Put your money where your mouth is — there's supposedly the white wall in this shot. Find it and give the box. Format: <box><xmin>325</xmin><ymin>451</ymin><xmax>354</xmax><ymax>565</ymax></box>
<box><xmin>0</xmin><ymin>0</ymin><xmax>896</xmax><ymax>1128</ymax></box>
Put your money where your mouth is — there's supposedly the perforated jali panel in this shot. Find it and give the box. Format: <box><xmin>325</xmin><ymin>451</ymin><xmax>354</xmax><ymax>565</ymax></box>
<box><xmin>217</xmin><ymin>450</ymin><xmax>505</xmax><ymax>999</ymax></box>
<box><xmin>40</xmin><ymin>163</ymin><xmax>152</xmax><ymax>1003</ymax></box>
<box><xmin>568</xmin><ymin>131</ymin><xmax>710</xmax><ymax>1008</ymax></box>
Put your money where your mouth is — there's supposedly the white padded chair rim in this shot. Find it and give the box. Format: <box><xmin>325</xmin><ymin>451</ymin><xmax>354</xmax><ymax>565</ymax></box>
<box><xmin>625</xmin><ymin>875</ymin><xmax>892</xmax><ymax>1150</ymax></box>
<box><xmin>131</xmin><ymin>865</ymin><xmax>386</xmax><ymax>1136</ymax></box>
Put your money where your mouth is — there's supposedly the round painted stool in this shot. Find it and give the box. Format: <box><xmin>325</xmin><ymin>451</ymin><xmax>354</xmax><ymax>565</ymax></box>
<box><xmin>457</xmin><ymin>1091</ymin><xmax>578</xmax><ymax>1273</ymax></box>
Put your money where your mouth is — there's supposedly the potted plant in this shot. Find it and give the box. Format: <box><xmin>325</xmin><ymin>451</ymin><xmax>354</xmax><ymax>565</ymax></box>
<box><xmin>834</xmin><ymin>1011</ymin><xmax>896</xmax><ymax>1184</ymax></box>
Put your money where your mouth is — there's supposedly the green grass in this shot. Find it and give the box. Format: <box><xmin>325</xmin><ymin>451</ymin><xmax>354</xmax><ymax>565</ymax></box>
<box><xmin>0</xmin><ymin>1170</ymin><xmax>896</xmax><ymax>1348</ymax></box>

────────────────────────────────────────

Exercise description: Reproduce the data starting with the line containing "supposedly the round" and continuing through the end of the data, requests included, multiplying every bounding-box coordinate in the answers by 1.15 and rounding to whole numbers, halves up. Leave all numbers in the requests and their format samples unchanged.

Answer to this exercise:
Put your money where your mouth is — there's supposedly the round painted stool in this shot. Find it and give the box. Format: <box><xmin>325</xmin><ymin>451</ymin><xmax>354</xmax><ymax>565</ymax></box>
<box><xmin>526</xmin><ymin>1255</ymin><xmax>665</xmax><ymax>1464</ymax></box>
Put your money where your mouth is — there's supposedly the potted plant in this shot. Find it and give the box. Format: <box><xmin>325</xmin><ymin>451</ymin><xmax>354</xmax><ymax>565</ymax></box>
<box><xmin>959</xmin><ymin>1163</ymin><xmax>1030</xmax><ymax>1362</ymax></box>
Put your money where your mouth is — there's supposedly the green grass in this shot. Find it and give the box. Format: <box><xmin>325</xmin><ymin>451</ymin><xmax>354</xmax><ymax>565</ymax></box>
<box><xmin>0</xmin><ymin>1346</ymin><xmax>1030</xmax><ymax>1550</ymax></box>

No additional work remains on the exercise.